How many lines in the entries below contain the string "column", with case counting? Reply with the number alone.
*** Input rows ***
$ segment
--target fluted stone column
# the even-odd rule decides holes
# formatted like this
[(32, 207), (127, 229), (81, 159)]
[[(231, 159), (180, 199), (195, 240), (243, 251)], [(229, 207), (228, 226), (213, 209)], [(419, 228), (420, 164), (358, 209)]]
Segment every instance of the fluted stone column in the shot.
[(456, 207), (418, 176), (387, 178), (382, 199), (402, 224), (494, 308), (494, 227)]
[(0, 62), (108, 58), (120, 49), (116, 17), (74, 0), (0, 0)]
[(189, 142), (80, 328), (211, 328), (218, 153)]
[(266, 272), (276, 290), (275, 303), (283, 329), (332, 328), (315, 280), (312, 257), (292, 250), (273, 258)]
***
*** Input rows ***
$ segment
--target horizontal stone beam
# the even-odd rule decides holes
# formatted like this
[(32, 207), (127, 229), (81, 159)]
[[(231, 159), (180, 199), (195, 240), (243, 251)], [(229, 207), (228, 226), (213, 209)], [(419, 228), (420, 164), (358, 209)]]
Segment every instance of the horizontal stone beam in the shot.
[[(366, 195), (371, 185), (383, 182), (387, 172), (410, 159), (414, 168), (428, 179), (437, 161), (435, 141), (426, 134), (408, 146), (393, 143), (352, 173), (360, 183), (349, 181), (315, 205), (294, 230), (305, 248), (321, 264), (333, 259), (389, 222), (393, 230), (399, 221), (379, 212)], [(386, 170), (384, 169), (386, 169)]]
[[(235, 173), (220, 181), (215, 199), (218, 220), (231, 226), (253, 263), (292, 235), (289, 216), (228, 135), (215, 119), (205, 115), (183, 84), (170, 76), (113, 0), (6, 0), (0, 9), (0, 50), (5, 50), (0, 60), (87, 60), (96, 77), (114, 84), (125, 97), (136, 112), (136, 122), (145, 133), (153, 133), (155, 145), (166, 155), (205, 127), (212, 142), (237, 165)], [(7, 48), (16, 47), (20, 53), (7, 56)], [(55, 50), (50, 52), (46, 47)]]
***
= Final result =
2